++++ TEXTO DE LECTURA

S e escucha por ahí que “los problemas de América Latina, no son de estructura política, sino de liderazgo”. De un plumazo, el lector desprevenido, el ingenuo y el ególatra, cada uno por distintos motivos, acogen la tesis. Por arte de birlibirloque, los problemas de gobernabilidad de nuestros sistemas políticos desaparecen y nos dedicamos a buscar al “líder”, al flautista de Hamelin que resolverá nuestros problemas en un dos por tres.
El desprevenido asume la frase y con ello asume también que los problemas estructurales no existen. El ingenuo busca desesperado al “líder” (al Hugo Chávez, Fujimori, Evo Morales o Bukele) que nos sacará del marasmo en que nos encontramos, sin percatarse que el precio que nos cobrará será la destrucción democrática. El ególatra, se mirará al espejo y se dirá: yo soy el hombre o la mujer que el país necesita, elegidme y los problemas se acabarán, porque yo sí sé como resolver los problemas del país.

++++++++
++++ LÍNEAS PROPORCIONADAS

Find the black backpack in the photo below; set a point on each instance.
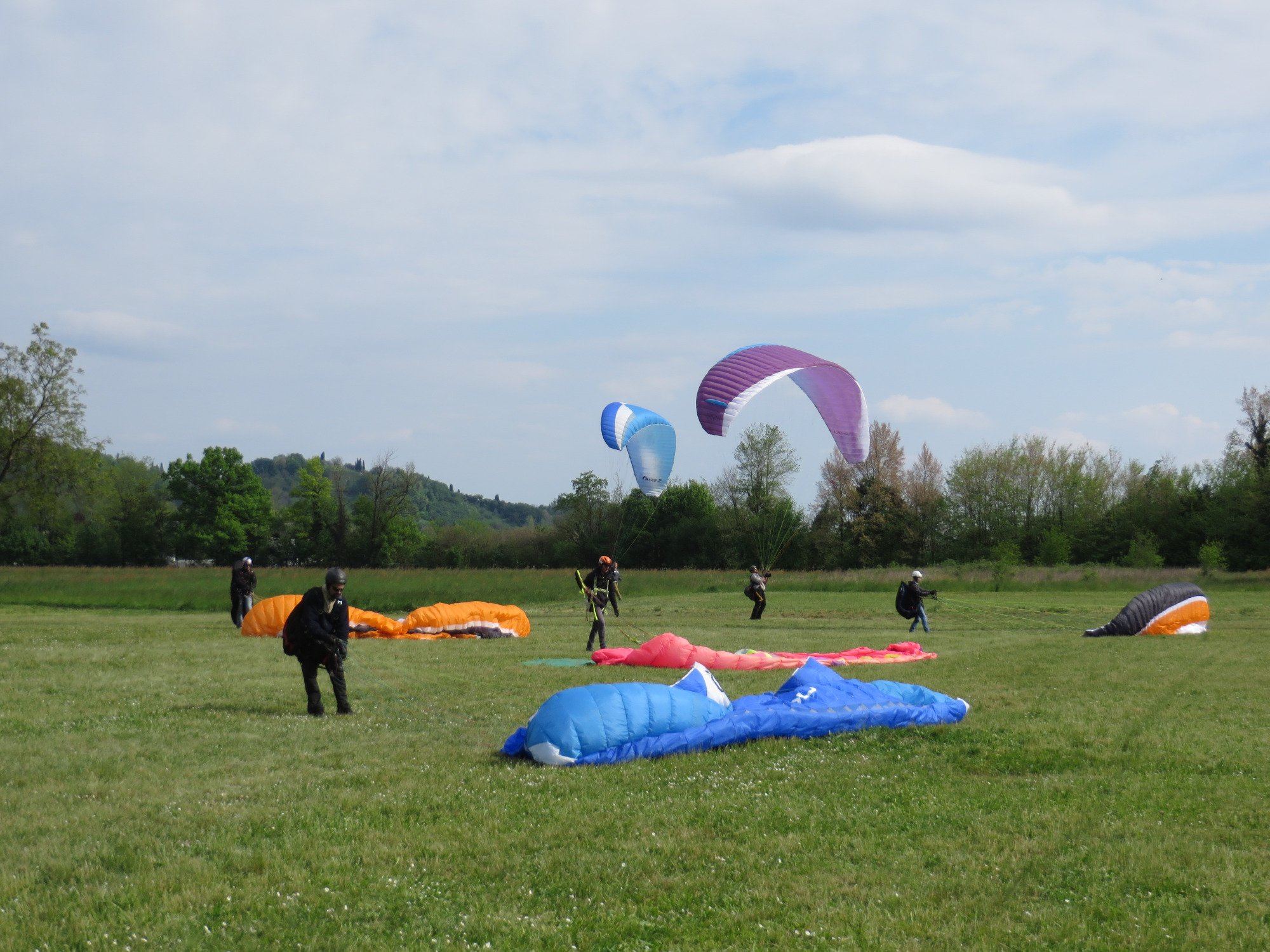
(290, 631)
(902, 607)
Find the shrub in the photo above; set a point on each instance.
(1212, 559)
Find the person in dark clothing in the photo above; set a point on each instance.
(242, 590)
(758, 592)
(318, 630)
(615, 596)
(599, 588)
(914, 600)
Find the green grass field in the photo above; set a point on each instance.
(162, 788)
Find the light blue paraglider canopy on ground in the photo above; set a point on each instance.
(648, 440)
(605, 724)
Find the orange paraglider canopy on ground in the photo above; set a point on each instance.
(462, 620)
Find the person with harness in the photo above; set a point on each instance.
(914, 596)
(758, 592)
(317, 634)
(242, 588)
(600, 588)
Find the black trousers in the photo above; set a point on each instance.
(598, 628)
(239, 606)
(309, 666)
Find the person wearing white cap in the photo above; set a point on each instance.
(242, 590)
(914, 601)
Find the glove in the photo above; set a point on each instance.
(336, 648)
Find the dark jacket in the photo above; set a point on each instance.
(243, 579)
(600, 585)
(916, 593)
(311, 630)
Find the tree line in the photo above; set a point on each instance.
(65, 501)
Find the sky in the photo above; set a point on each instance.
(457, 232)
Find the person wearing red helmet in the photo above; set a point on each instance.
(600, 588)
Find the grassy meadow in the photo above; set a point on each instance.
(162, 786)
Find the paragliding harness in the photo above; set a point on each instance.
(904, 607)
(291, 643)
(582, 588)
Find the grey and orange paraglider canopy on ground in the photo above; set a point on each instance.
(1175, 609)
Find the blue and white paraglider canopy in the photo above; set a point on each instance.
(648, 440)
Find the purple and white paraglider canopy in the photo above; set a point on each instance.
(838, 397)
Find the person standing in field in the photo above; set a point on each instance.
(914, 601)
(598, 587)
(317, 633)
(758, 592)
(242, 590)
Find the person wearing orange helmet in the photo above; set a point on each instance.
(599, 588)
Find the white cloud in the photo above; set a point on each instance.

++++++++

- **QUÉ SE PIDE**
Transcribe el pasaje del texto sobre el liderazgo en América Latina que va desde “S e escucha” hasta “dos por tres.”.

- **SOLUCIÓN DEL EJERCICIO**
S e escucha por ahí que “los problemas de América Latina, no son de estructura política, sino de liderazgo”. De un plumazo, el lector desprevenido, el ingenuo y el ególatra, cada uno por distintos motivos, acogen la tesis. Por arte de birlibirloque, los problemas de gobernabilidad de nuestros sistemas políticos desaparecen y nos dedicamos a buscar al “líder”, al flautista de Hamelin que resolverá nuestros problemas en un dos por tres.